**Page text**:
[Start of Attachment]

Approximately 50-70% of the water used in your house results in grey water generation and not even 5% of this is recycled in urban households. This water is suitable for in-situ recycling using simple, low-cost technologies, and it is rather unfortunate that the concept is not commonplace in a water-starved country like India.

With World Water Day being observed tomorrow, and a harsh summer upon us, it’s time we look at not just using water judiciously, but also recycling what we can. Dr. P.Venkateswaran, Deputy General Manager — Operations & Maintenance, at Sri City in Andhra Pradesh, says that traditional in-built practices like landscaping with grey water and rainwater harvesting have diminished due to rapid urbanisation and the commercialisation of land. “Scientists and technocrats are working hard to find alternative ways to source fresh water, like desalination, cloud precipitation technologies, etc. But these advanced technologies are resulting in making water more expensive, artificial and unaffordable for the common man. So when we have simple, reliable, eco-friendly and cost-effective methods like recycling, why should we opt for costly technologies?”

Rising awareness

The Chennai Metro Water Supply and Sewerage Board is championing the use of treated water (grey and black) for supply to industries, thereby reducing the pressure on freshwater demand, says Venkateswaran. Thermal power plants and industries like Chennai Petrochemical Ltd., Madras Fertilizers Ltd. and Madras Petrochemicals Ltd. are already using treated sewage for industrial purposes. “Residential apartments are using reclaimed water for flushing and landscaping applications due to a statutory compulsion, but the availability of open space for disposal is a major constraint,” he says.

To the point
  • In his 2005 book, Self Reliance in Water, Chennai-based environmentalist Indukanth Ragade breaks down the recycling process. He classifies used water into three categories: sewage (black water), kitchen outflow and bath water (grey water).
  • ‘Good building practice requires that these three streams of water be taken out of our homes into three different pipelines,’ he writes, and elaborates on ways to treat wastewater using soil and plants, with installation and maintenance tips, and ways to integrate rainwater harvesting and grey water systems.

[End of Attachment]

**Questions to answer**:
(a) Summarize the grey water article in two sentences.
(b) Write out the part of the grey water article between "Approximately 50-70% of" and "country like India.", inclusive, word for word.

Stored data

[Start of Attachment]

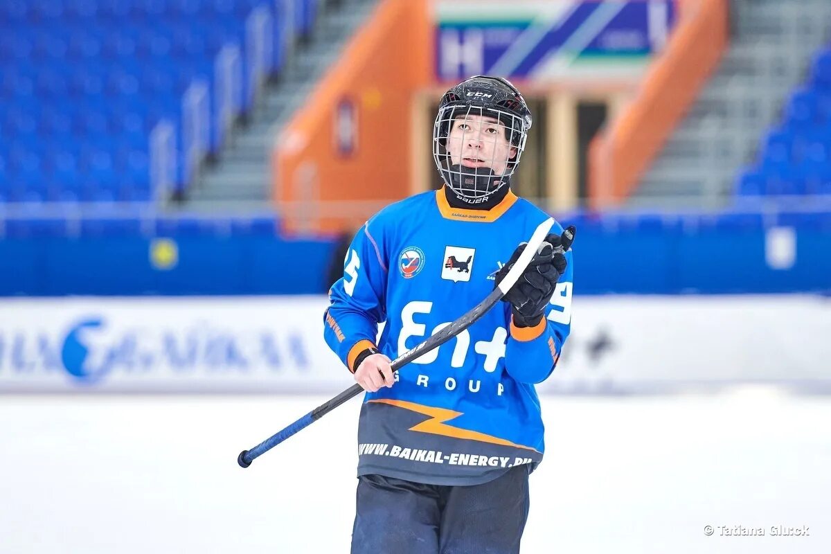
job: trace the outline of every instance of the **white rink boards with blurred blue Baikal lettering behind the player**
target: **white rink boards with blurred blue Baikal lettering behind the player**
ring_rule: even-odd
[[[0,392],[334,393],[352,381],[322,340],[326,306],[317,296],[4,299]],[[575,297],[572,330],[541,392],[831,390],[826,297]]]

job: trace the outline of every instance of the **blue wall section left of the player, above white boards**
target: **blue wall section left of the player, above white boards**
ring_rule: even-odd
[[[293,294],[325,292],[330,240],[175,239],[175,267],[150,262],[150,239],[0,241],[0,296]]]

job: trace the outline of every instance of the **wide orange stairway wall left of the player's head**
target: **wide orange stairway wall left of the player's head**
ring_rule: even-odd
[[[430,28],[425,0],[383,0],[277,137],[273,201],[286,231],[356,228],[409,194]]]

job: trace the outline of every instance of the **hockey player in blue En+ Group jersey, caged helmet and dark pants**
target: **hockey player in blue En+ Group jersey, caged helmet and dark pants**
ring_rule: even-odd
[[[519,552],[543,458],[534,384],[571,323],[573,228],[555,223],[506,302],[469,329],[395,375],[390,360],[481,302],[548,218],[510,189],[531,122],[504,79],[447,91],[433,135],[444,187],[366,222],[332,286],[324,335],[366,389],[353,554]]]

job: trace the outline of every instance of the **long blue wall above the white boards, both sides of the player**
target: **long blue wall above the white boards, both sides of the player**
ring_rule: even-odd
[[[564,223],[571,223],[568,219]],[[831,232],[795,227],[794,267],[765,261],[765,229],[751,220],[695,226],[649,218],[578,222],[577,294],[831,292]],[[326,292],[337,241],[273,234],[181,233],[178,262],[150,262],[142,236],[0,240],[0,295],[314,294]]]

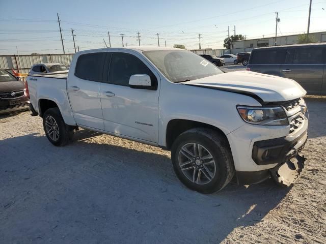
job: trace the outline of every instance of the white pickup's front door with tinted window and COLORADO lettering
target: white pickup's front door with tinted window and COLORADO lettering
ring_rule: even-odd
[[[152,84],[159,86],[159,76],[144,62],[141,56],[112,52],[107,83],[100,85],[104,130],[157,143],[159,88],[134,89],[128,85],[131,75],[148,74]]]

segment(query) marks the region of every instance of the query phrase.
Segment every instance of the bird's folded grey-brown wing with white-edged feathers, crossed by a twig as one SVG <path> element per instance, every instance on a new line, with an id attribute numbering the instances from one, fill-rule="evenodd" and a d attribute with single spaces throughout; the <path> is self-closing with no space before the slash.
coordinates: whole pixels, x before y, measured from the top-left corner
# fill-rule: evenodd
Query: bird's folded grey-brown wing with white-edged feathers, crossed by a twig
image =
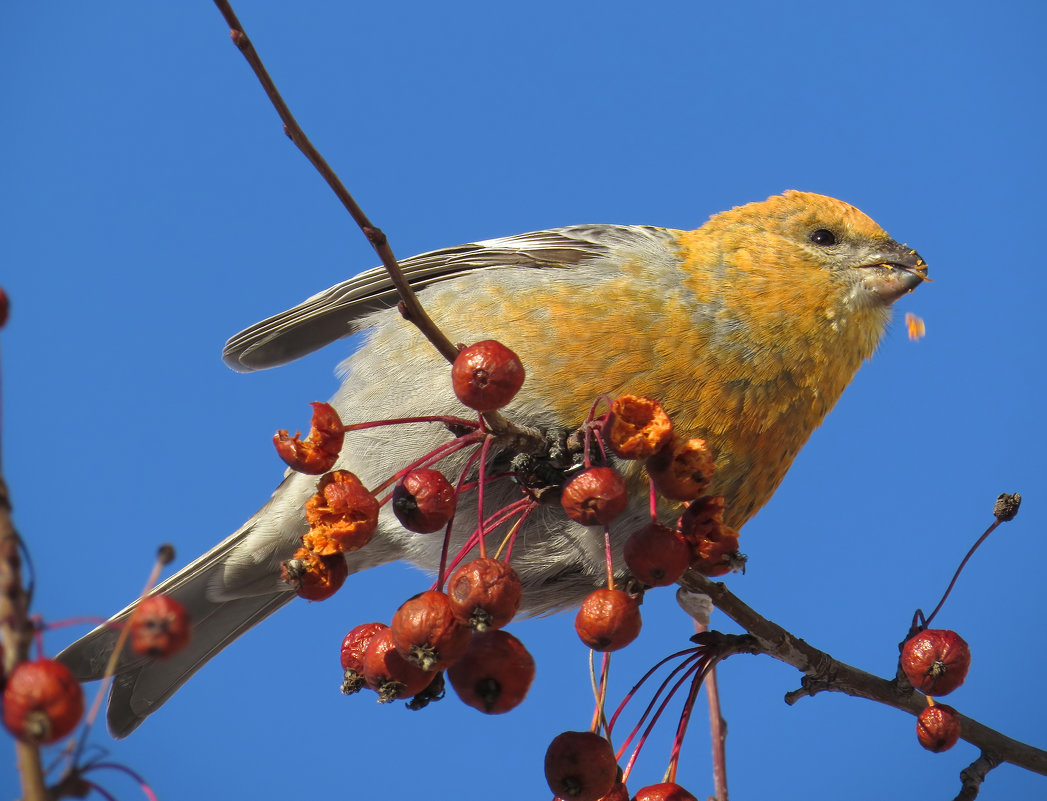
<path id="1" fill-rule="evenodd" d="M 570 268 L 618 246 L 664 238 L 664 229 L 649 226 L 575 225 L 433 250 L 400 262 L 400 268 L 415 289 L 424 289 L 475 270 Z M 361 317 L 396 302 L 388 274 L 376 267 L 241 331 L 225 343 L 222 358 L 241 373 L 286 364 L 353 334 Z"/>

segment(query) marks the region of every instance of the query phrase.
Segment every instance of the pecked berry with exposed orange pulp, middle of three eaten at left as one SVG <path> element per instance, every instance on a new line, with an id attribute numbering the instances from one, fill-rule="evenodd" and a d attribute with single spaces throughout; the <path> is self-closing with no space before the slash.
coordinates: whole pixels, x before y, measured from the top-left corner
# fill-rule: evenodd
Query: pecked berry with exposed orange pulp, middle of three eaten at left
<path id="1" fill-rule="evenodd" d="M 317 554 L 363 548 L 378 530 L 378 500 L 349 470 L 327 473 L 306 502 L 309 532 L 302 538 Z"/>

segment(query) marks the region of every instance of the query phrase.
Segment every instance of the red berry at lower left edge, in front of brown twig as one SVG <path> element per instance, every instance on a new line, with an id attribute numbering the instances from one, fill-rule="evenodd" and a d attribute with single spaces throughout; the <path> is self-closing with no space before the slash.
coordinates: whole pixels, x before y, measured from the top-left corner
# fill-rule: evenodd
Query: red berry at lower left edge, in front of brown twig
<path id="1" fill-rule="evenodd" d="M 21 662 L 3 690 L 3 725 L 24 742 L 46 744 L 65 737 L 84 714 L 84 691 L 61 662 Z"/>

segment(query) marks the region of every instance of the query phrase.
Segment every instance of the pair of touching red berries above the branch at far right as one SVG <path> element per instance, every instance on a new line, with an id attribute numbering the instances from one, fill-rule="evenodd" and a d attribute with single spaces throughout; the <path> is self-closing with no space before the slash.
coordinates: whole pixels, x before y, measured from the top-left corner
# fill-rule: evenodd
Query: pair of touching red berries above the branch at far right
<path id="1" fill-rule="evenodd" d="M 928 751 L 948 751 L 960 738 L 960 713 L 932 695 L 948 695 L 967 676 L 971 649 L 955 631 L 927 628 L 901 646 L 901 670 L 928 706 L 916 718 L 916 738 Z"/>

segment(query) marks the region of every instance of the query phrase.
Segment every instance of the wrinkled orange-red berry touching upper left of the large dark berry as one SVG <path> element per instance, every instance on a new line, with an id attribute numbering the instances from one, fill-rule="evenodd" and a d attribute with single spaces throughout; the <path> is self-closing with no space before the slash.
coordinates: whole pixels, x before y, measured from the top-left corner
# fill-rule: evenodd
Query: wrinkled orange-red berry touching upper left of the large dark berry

[End of Attachment]

**Results by task**:
(a) About 50-70% of household water becomes grey water, yet not even 5% of it is recycled in urban households, even though it could be recycled on site with simple, low-cost technologies. Dr. P. Venkateswaran of Sri City argues for recycling over costly options like desalination, and says Chennai industries already use treated sewage while residential apartments use reclaimed water for flushing and landscaping.

(b)
Approximately 50-70% of the water used in your house results in grey water generation and not even 5% of this is recycled in urban households. This water is suitable for in-situ recycling using simple, low-cost technologies, and it is rather unfortunate that the concept is not commonplace in a water-starved country like India.